- **EXERCISE DETAILS**
Copy out, word for word, the lines of the records below from the one holding "Identify the wooden handrail" through the end of the records, both ends included.

[Raw records]

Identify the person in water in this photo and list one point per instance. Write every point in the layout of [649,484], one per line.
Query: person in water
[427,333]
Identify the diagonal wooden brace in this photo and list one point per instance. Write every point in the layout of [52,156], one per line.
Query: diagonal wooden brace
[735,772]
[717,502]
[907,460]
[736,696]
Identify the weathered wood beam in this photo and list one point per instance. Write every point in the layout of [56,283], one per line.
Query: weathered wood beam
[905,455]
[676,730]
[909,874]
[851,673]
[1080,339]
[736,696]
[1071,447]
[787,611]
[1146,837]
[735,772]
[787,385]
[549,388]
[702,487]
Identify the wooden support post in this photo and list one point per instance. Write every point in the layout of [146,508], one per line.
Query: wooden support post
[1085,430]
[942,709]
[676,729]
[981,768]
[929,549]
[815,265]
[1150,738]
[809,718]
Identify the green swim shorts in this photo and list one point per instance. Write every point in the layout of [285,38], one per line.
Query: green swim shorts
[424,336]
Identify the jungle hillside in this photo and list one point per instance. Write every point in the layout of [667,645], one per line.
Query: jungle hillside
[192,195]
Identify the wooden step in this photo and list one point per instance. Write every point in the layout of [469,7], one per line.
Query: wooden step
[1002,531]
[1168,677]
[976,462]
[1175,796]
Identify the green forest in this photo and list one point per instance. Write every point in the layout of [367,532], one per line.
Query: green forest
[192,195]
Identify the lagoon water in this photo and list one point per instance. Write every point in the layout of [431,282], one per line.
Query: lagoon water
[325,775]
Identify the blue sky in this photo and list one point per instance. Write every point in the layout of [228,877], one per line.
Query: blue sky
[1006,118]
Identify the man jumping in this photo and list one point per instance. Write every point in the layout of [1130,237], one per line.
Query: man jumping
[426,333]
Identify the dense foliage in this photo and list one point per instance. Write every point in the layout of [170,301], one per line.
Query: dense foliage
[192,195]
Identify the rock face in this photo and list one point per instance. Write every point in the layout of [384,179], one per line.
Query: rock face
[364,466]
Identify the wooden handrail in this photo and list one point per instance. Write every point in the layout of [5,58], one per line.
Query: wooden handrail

- **TASK RESPONSE**
Identify the wooden handrail in this photo and list one point per instance. Write every point in the layout of [5,58], one per line.
Query: wooden handrail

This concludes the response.